Material for the task:
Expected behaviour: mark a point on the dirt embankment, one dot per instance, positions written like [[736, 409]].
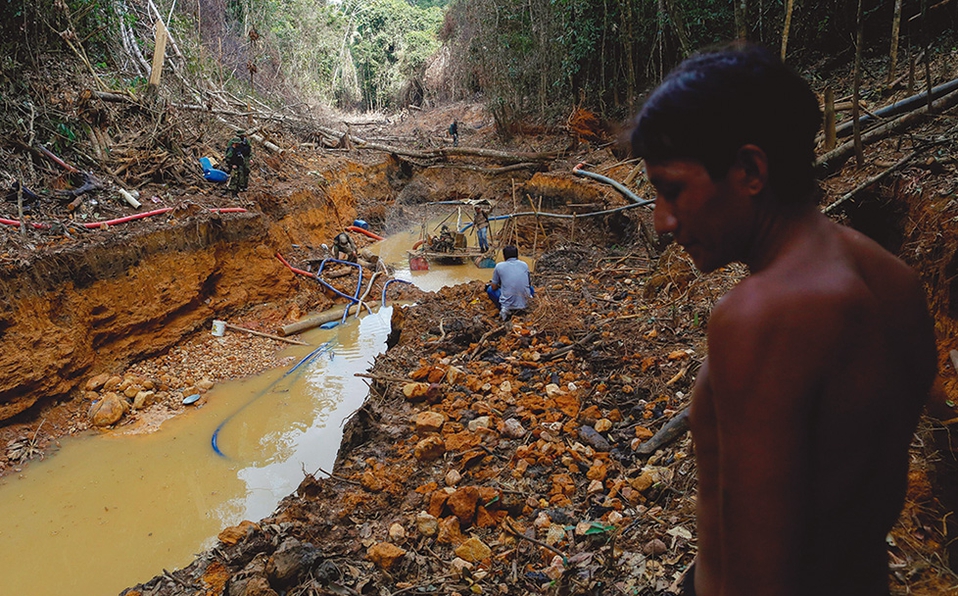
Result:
[[497, 458], [488, 458]]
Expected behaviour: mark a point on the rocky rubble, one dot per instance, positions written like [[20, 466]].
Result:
[[499, 458]]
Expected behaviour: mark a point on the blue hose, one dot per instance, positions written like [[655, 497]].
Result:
[[214, 440]]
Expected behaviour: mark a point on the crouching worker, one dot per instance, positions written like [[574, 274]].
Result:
[[344, 249], [238, 152], [819, 362], [511, 285]]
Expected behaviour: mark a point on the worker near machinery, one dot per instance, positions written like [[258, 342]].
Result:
[[480, 221], [511, 285], [238, 153], [819, 362], [344, 249], [454, 133], [445, 242]]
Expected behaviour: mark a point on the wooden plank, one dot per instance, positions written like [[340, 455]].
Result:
[[159, 50]]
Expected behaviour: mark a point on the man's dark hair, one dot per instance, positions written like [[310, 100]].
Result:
[[715, 102]]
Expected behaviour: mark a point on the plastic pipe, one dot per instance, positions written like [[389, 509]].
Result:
[[365, 232], [354, 299], [13, 222], [214, 440]]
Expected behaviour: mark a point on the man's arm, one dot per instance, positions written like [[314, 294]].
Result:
[[496, 280], [768, 354]]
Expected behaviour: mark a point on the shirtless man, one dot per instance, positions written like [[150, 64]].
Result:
[[818, 362]]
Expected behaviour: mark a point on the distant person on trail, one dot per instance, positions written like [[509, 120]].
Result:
[[238, 152], [480, 221], [511, 285], [454, 133], [344, 249], [818, 363]]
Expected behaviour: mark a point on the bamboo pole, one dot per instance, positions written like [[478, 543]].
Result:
[[856, 88]]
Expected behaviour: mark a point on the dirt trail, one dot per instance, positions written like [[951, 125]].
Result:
[[488, 457]]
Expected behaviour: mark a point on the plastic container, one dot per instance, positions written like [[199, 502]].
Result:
[[212, 174], [219, 328]]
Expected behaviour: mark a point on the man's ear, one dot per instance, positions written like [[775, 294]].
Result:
[[753, 168]]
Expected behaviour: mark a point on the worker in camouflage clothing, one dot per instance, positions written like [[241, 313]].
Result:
[[237, 156]]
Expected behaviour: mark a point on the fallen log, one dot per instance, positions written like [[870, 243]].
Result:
[[327, 316], [830, 162], [672, 430], [89, 184], [852, 193], [266, 335], [899, 107]]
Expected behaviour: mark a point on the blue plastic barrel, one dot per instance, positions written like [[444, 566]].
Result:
[[211, 173]]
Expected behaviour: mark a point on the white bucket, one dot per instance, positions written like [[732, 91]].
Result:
[[219, 328]]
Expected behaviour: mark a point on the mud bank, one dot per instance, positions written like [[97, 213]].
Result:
[[504, 459], [77, 310]]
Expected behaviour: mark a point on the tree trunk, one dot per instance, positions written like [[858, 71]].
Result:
[[678, 24], [661, 39], [830, 136], [741, 18], [856, 84], [627, 51], [924, 34], [893, 53], [788, 24]]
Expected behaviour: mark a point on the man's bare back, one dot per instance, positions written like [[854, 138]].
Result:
[[818, 366], [819, 362]]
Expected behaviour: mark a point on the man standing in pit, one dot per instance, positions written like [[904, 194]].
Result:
[[344, 248], [511, 285], [454, 133], [238, 153], [480, 221], [818, 363]]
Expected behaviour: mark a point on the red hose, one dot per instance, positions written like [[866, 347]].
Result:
[[112, 222], [293, 269], [363, 231]]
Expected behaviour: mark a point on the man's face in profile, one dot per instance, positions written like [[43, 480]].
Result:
[[709, 219]]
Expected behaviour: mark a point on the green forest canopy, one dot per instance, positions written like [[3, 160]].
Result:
[[528, 58]]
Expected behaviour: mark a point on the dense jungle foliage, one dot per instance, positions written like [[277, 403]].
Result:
[[528, 58]]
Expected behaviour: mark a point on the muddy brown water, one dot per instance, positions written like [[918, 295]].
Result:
[[110, 510]]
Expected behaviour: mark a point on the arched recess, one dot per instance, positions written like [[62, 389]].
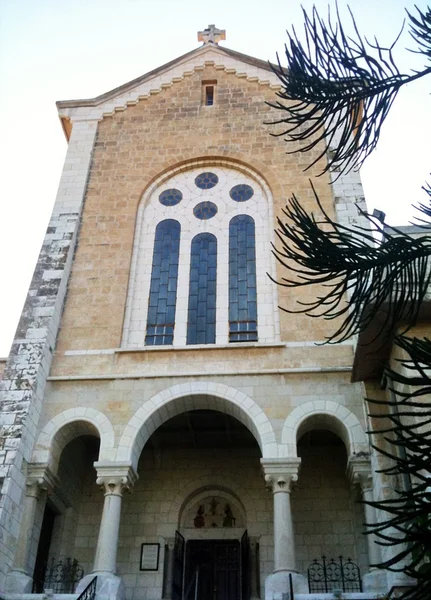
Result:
[[194, 396], [68, 425], [326, 415], [192, 490], [204, 493]]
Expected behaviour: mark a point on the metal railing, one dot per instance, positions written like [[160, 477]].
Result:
[[90, 591], [329, 575], [61, 576]]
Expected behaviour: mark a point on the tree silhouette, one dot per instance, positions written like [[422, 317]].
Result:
[[337, 90]]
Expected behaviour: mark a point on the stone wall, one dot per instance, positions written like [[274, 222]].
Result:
[[326, 516], [22, 387], [135, 147]]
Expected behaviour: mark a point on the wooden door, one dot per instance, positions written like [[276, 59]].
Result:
[[177, 575], [216, 566]]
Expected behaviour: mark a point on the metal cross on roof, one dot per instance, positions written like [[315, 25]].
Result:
[[211, 35]]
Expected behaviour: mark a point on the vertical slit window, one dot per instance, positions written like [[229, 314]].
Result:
[[201, 318], [242, 280], [163, 287], [209, 95]]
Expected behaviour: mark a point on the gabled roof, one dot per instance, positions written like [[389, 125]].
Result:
[[153, 82]]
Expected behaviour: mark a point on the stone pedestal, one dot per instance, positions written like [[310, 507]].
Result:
[[109, 586], [280, 474]]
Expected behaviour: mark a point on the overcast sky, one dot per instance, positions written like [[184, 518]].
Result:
[[61, 49]]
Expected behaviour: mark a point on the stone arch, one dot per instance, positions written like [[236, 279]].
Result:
[[212, 490], [149, 215], [332, 416], [193, 396], [192, 489], [66, 426]]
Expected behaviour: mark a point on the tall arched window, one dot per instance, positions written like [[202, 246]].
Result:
[[210, 287], [242, 280], [201, 320], [163, 287]]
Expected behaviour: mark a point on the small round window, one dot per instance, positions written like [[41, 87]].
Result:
[[241, 192], [205, 210], [170, 197], [205, 181]]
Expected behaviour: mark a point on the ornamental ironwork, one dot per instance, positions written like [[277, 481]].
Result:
[[62, 576], [329, 575], [90, 591]]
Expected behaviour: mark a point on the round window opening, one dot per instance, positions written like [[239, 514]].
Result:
[[170, 197], [241, 192], [205, 210], [205, 181]]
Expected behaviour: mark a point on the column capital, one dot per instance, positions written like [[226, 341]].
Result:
[[115, 478], [359, 472], [40, 478], [280, 473]]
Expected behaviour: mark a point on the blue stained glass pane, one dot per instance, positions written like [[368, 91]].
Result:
[[206, 181], [170, 198], [164, 279], [202, 290], [242, 278], [241, 192]]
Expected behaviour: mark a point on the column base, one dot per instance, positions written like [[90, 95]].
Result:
[[18, 582], [277, 585], [109, 586], [375, 581]]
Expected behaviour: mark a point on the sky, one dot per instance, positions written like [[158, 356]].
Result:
[[63, 49]]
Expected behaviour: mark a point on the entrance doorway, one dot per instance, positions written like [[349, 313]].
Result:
[[213, 567]]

Aim of the task:
Could you copy every record above word for word, leaving out the pictures?

Final answer:
Expected behaviour: mark a point on the dirt embankment, one dot per instance, positions written like [[736, 409]].
Result:
[[497, 458], [488, 458]]
Expected behaviour: mark a point on the rocky rubble, one dot per instance, positions written like [[20, 466]].
Result:
[[499, 458]]
Expected behaviour: mark a point on the blue hose, one dot per instance, positions written like [[655, 497]].
Result:
[[214, 440]]
Expected behaviour: mark a point on the crouching worker, one dot per instance, positions written like [[574, 274]].
Result:
[[344, 249], [238, 152], [819, 362], [511, 285]]
Expected behaviour: mark a point on the worker near machinery, one dot per instance, positions written like [[258, 342]].
Result:
[[480, 221], [511, 285], [238, 153], [819, 362], [344, 249], [454, 133], [445, 242]]
Expected behaviour: mark a point on the wooden plank, one dot per instance, positions written like [[340, 455]].
Result:
[[159, 50]]
Expected behaviour: mark a point on the man's dark hair, one dot per instance, positions written like [[310, 100]].
Result:
[[715, 102]]
Expected behaviour: mark a point on the plastic pipe, one dot per instance, positions written like [[389, 509]].
Result:
[[365, 232], [354, 299], [13, 222], [214, 440]]
Expected behaviour: mark a point on the man's arm, one dot per instance, positions written like [[314, 294]].
Result:
[[496, 280], [768, 354]]
Expected behaviour: mark a point on the shirtless man, one dot per instance, positions written like [[150, 64]].
Result:
[[818, 362]]
Expected behaviour: mark a point on the distant person on trail, one dot per instance, positions written like [[509, 120]].
Result:
[[238, 152], [480, 221], [511, 285], [454, 133], [344, 249], [818, 363]]
Expected behaviour: mark a point on the bamboo pole, one dot per instance, positions written like [[478, 543]].
Result:
[[856, 88]]
Expected behaviour: mark a point on the dirt trail, one dot per instance, positions written like [[951, 125]].
Result:
[[488, 457]]
Expected behaviour: mark a point on the plastic container, one dot per instance, positions written like [[199, 502]].
Result:
[[212, 174], [219, 328]]
Expected behaviour: mark a point on the man's ear, one dot per instance, positions written like [[775, 294]].
Result:
[[753, 168]]
Expected behaviour: mark a point on the worker in camouflage clothing, one dot per instance, positions written like [[241, 313]].
Result:
[[237, 156]]
Expected behaviour: mark a point on the fallen log, one dot per instance, positions written like [[870, 243]].
Result:
[[327, 316], [830, 162], [672, 430], [89, 184], [852, 193], [266, 335], [899, 107]]
Expected behaviour: mark a point on the blue plastic barrel, one dot per instance, positions written like [[444, 566]].
Result:
[[211, 173]]
Expected behaviour: mark a point on the white bucket, one dot per instance, positions written like [[732, 91]].
Result:
[[219, 328]]
Expected behaviour: mark a point on the mud bank, one dot per instance, positions written like [[97, 213]].
Result:
[[504, 459], [77, 310]]
Expected behaviour: mark a point on the tree trunk, one dot per instance, positions written like [[858, 71]].
Result:
[[678, 24], [661, 39], [830, 136], [741, 18], [856, 84], [627, 51], [924, 34], [893, 53], [788, 24]]
Expected behaviour: mark a point on the man's bare back, one dot per instance, positions written like [[854, 138]].
Result:
[[818, 366], [819, 362]]
Expected behaviour: mark a point on the man standing in pit, one dot per instance, positions written like [[904, 194]].
Result:
[[344, 248], [511, 285], [454, 133], [238, 153], [480, 221], [818, 363]]
Expected behaviour: mark a point on the red hose, one dot per instance, positions written like [[866, 347]].
Result:
[[112, 222], [293, 269], [363, 231]]
Expected behaviour: mark a point on the man's face in profile, one dot per instance, positions written like [[43, 480]].
Result:
[[709, 219]]
Expected behaviour: mark a point on the green forest canopy, one dot per instance, positions written like [[3, 160]].
Result:
[[528, 58]]
Expected behaviour: mark a point on the dense jungle foliage, one dot per instance, positions written like [[277, 403]].
Result:
[[528, 58]]
Expected behaviour: mark a point on the muddy brown water, one dot per instance, positions written like [[918, 295]].
Result:
[[110, 510]]
Expected behaviour: mark a point on the arched recess, one dot per instance, positions written like [[62, 389]].
Result:
[[194, 396], [68, 425], [326, 415], [192, 490], [204, 493]]
Expected behaviour: mark a point on the metal railing, one dot per instance, positions written like [[160, 477]].
Result:
[[90, 591], [329, 575], [61, 576]]
Expected behaviour: mark a point on the tree silhouette, one dot per instance, positions written like [[422, 317]].
Result:
[[337, 90]]
Expected behaviour: mark a point on the stone wall, one dot per instance, positions written like [[274, 222]].
Result:
[[326, 516], [22, 387], [135, 147]]
Expected behaviour: mark a point on the wooden door, one dot per instance, positions written like [[276, 59]].
Result:
[[177, 575], [216, 566]]
Expected behaviour: mark a point on the metal cross on roof, one dot per instance, positions written like [[315, 25]].
Result:
[[211, 35]]
Expected behaviour: mark a point on the vertical slit window, one dot per instance, positions written like [[229, 314]].
Result:
[[201, 318], [242, 280], [163, 287], [209, 95]]
Expected behaviour: mark a point on the gabled roof, one dot per instance, positions written like [[389, 125]].
Result:
[[153, 82]]
Expected behaviour: mark a point on the stone pedestal, one dot per instance, positions written like [[310, 507]].
Result:
[[109, 586], [280, 474]]
Expected behaviour: mark a point on the overcast sky, one dot per instance, positions written like [[184, 518]].
Result:
[[61, 49]]
Expected behaviour: mark a point on the stone arch, one dot per instance, positions written like [[236, 279]].
Result:
[[212, 490], [149, 215], [332, 416], [193, 396], [192, 489], [66, 426]]
Expected behaviour: mark a point on the tall arched window, one dot per instance, positions written like [[202, 246]].
Result:
[[210, 287], [242, 280], [201, 320], [163, 287]]
Expected behaviour: mark a point on the small round window, one dot per instance, positions written like [[41, 87]].
Result:
[[241, 192], [205, 210], [170, 197], [205, 181]]
Expected behaviour: mark a point on the ornamental ironwork, one dot per instance, positions written like [[277, 481]].
Result:
[[62, 576], [329, 575], [90, 591]]
Expected behaviour: mark a point on the round window opening, one dot per instance, positions written like [[239, 514]].
Result:
[[170, 197], [241, 192], [205, 210], [205, 181]]
Expected behaviour: mark a point on the column capital, one dot per instance, positions written like [[226, 341]].
Result:
[[115, 478], [359, 472], [40, 478], [280, 473]]
Expected behaviour: mark a point on the blue stained glass pane, one dot per instance, positions written like [[368, 91]].
Result:
[[206, 181], [170, 198], [164, 279], [202, 290], [242, 278], [241, 192]]
Expected behaviour: mark a point on the column base, one dot per instance, positions written like [[90, 95]].
Result:
[[18, 582], [277, 585], [109, 586], [375, 581]]
Expected behaviour: mark a point on the sky, one dot per instance, positions written like [[158, 356]].
Result:
[[63, 49]]
Expected behaviour: mark a point on the entrance doorway, one dot per instance, positions written like [[349, 313]].
Result:
[[213, 567]]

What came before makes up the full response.